Instrução 1 :: De acordo com o trecho sobre umidade em edificações, qual norma brasileira estabelece ensaios para avaliar a estanqueidade à água de paredes e coberturas?
Instrução 2 :: Prolongue o trecho sobre umidade em edificações, começando logo após a última frase apresentada.

Trecho ::
------------------------------------------------------------

Adriana Camargo de Brito, Fernanda Belizario Silva, Alexandre Cordeiro dos Santos, Maria Akutsu, Instituto de Pesquisas Tecnológicas do Estado de São Paulo

Publicado em: 29/03/2022

Texto: Redação AECweb/e-Construmarket

Coordenação técnica: Adriana Camargo de Brito
Comitê de revisão técnica: Adriana Camargo de Brito, Cláudio Vicente Mitidieri Filho, José Maria de Camargo Barros, Luciana Oliveira e Maria Akutsu
Apoio editorial: Cozza Comunicação

Diagrama conforto térmico
Fonte: WUFI® - https://wufi.de/en/software/wufi-plus/

29/03/2022 | 15h00 - Umidade em edificações

A presença de umidade em habitações está associada tanto à durabilidade das edificações, quanto ao surgimento de bolores em superfícies internas, que podem colocar a saúde das pessoas em risco.

A norma brasileira de desempenho de edifícios, ABNT NBR 15575 (Partes 1, 3, 4 e 5), estabelece ensaios para avaliação da estanqueidade à água de paredes e coberturas, simulando situações de exposição ao vento e à chuva. Também há ensaios referentes à permeabilidade à água de paredes de áreas molháveis e à estanqueidade de pisos de áreas molhadas e lajes de cobertura submetidas à lâmina d’água. Além disso, há fatores qualitativos quanto à análise de projetos para redução do risco de eventuais infiltrações de água.

------------------------------------------------------------

Linhas de dados ::
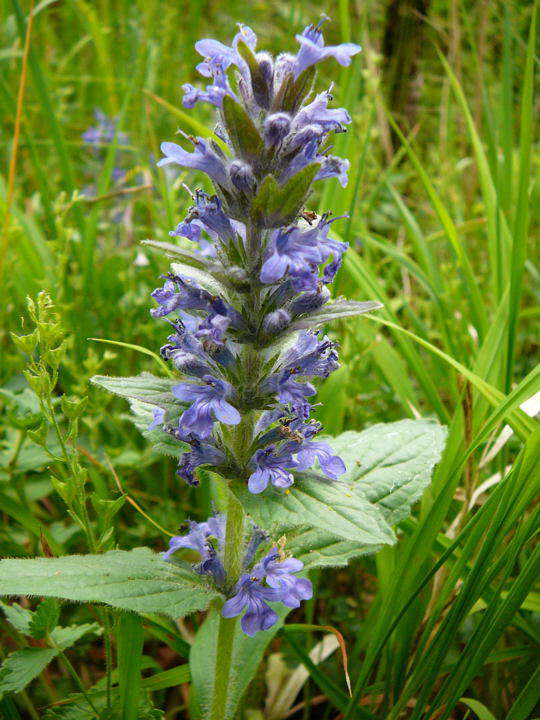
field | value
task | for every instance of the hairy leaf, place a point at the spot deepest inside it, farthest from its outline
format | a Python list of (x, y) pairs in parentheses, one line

------------------------------------------------------------

Resposta escrita 1 :: A ABNT NBR 15575 (Partes 1, 3, 4 e 5).

Resposta escrita 2 ::
Todavia, a norma destaca a avaliação da presença de água em sistemas apenas em sua forma líquida, desprezando outros processos como o transporte de vapor d’água. A consideração desses fatores pode ser importante, especialmente, na análise de sistemas construtivos inovadores, que contenham materiais suscetíveis à degradação por umidade, tais como a madeira (que pode sofrer biodegradação quando úmida) e o aço (que pode sofrer corrosão).

Atualmente, há muitos relatos de ocorrências de manifestações patológicas construtivas relacionadas à umidade em edificações habitacionais, como bolores. Tais relatos tem sido frequentes em edifícios construídos com sistemas construtivos inovadores, notadamente com paredes de concreto. Nesse contexto, o Sistema Nacional de Avaliações Técnicas – SINAT adotou um método para avaliar o risco de ocorrência de condensação superficial de vapor d’água em paredes internas de habitações como uma primeira tentativa de reduzir a incidência desses problemas em edificações habitacionais.

Entretanto, uma habitação com baixo risco de apresentar condensação superficial de vapor d’água em paredes não necessariamente estará livre da ocorrência de bolores, visto que isto depende da combinação de fatores como substrato, faixas de temperatura e umidade ideais durante determinado período de tempo, para proporcionar sua germinação e crescimento – o que não é levado em consideração no método que consta da Diretriz SINAT. Além disso, os elementos construtivos podem armazenar umidade que, dependendo de suas características, pode causar ainda sua degradação, fator também não abordado.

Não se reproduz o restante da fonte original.